» **Your goal**
Please rewrite the lines below, starting with the line containing "of the dirt" and going on through the last line, keeping the requests and scaling every coordinate in the answers by 1.45, rounded to whole numbers with halves rounded up. Leave the numbers in the requests, including their format samples, unchanged.

» **Stored records**
:::
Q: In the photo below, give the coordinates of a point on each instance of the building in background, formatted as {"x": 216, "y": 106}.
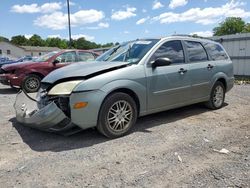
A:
{"x": 12, "y": 51}
{"x": 238, "y": 48}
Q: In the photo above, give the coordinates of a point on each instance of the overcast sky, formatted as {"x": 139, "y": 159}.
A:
{"x": 104, "y": 21}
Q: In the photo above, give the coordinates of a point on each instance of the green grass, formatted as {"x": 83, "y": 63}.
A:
{"x": 242, "y": 79}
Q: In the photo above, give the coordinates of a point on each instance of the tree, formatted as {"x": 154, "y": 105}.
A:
{"x": 246, "y": 28}
{"x": 231, "y": 25}
{"x": 4, "y": 39}
{"x": 110, "y": 44}
{"x": 36, "y": 40}
{"x": 82, "y": 43}
{"x": 56, "y": 42}
{"x": 19, "y": 40}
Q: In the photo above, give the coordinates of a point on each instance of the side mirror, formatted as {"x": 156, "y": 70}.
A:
{"x": 55, "y": 61}
{"x": 161, "y": 62}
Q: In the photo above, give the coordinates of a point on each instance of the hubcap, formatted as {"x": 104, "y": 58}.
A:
{"x": 119, "y": 116}
{"x": 32, "y": 83}
{"x": 218, "y": 96}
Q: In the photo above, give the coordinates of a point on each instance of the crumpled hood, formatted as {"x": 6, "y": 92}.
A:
{"x": 13, "y": 66}
{"x": 83, "y": 70}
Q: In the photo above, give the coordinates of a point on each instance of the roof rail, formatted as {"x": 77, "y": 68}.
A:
{"x": 186, "y": 35}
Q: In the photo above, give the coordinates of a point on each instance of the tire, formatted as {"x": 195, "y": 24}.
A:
{"x": 114, "y": 121}
{"x": 217, "y": 96}
{"x": 31, "y": 83}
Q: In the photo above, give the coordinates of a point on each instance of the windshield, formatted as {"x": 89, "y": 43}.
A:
{"x": 132, "y": 51}
{"x": 45, "y": 57}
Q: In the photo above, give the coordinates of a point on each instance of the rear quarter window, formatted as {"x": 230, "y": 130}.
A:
{"x": 196, "y": 52}
{"x": 215, "y": 51}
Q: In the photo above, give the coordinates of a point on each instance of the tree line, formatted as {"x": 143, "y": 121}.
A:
{"x": 230, "y": 25}
{"x": 36, "y": 40}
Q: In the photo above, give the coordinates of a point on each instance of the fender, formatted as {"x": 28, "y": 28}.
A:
{"x": 139, "y": 89}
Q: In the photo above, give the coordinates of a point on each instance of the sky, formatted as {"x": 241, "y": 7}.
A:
{"x": 103, "y": 21}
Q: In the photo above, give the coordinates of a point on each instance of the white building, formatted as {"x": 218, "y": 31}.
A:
{"x": 238, "y": 48}
{"x": 13, "y": 51}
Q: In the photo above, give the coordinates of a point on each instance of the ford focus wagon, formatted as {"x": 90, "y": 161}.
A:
{"x": 131, "y": 80}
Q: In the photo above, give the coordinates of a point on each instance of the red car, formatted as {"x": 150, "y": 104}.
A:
{"x": 28, "y": 75}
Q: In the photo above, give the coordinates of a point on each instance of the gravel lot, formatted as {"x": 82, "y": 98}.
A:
{"x": 169, "y": 149}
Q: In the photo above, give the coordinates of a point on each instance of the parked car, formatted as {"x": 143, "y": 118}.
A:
{"x": 22, "y": 59}
{"x": 28, "y": 75}
{"x": 131, "y": 80}
{"x": 4, "y": 59}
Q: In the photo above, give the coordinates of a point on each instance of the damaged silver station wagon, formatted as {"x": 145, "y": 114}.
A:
{"x": 133, "y": 79}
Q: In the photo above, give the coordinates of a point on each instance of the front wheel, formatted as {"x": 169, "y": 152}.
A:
{"x": 31, "y": 83}
{"x": 217, "y": 96}
{"x": 117, "y": 115}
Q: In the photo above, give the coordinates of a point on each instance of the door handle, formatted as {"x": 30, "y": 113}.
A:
{"x": 182, "y": 71}
{"x": 209, "y": 66}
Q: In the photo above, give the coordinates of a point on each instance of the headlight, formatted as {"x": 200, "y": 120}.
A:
{"x": 64, "y": 88}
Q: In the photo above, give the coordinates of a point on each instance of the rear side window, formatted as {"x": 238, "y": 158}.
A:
{"x": 215, "y": 51}
{"x": 86, "y": 56}
{"x": 67, "y": 57}
{"x": 172, "y": 50}
{"x": 196, "y": 52}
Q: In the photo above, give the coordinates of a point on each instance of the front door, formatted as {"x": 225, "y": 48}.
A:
{"x": 168, "y": 86}
{"x": 201, "y": 70}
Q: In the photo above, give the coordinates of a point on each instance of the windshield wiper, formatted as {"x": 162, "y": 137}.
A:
{"x": 114, "y": 50}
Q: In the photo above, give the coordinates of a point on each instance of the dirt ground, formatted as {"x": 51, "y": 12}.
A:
{"x": 175, "y": 148}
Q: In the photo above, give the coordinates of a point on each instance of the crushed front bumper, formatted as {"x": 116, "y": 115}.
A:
{"x": 48, "y": 118}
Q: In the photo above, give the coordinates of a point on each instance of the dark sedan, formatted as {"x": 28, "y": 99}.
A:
{"x": 28, "y": 75}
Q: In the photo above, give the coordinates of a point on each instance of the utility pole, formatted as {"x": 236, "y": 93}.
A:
{"x": 69, "y": 24}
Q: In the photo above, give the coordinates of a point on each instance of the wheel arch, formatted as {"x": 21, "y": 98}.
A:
{"x": 129, "y": 92}
{"x": 223, "y": 81}
{"x": 36, "y": 73}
:::
» **Output for this exercise**
Q: In the photo above, give the coordinates of a point on each instance of the dirt ground, formatted as {"x": 51, "y": 12}.
A:
{"x": 254, "y": 215}
Q: In the photo above, give the coordinates of a point on each instance of the crushed front bumper, formatted as {"x": 116, "y": 115}.
A:
{"x": 70, "y": 171}
Q: In the photo above, give the coordinates of a point on each instance of the dark sedan, formatted as {"x": 28, "y": 99}.
A:
{"x": 41, "y": 109}
Q: In the photo above, give the coordinates of a point on each instance of the utility pole, formatted as {"x": 236, "y": 93}.
A:
{"x": 100, "y": 35}
Q: In the photo above, give the coordinates of a point on each instance of the wheel arch, formatted as {"x": 21, "y": 98}.
A:
{"x": 187, "y": 133}
{"x": 323, "y": 117}
{"x": 52, "y": 106}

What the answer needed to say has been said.